*** Block opens ***
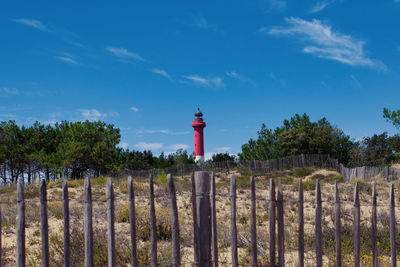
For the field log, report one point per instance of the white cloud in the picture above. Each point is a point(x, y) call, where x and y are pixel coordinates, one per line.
point(207, 82)
point(67, 58)
point(123, 145)
point(124, 53)
point(32, 23)
point(149, 146)
point(178, 146)
point(162, 131)
point(242, 78)
point(162, 73)
point(325, 43)
point(10, 91)
point(92, 114)
point(223, 149)
point(323, 4)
*** Block closes ***
EXERCISE DETAILS: In your answer, repeat all the entries exactly, but leave out the pictures.

TASK SOLUTION:
For the field log, report one point per instance of the white cloud in the picture above. Each point is a point(x, y) call, where x and y are pixel coordinates, one per line.
point(207, 82)
point(67, 58)
point(123, 145)
point(124, 53)
point(32, 23)
point(149, 146)
point(178, 146)
point(162, 131)
point(242, 78)
point(162, 73)
point(325, 43)
point(10, 91)
point(92, 114)
point(223, 149)
point(323, 4)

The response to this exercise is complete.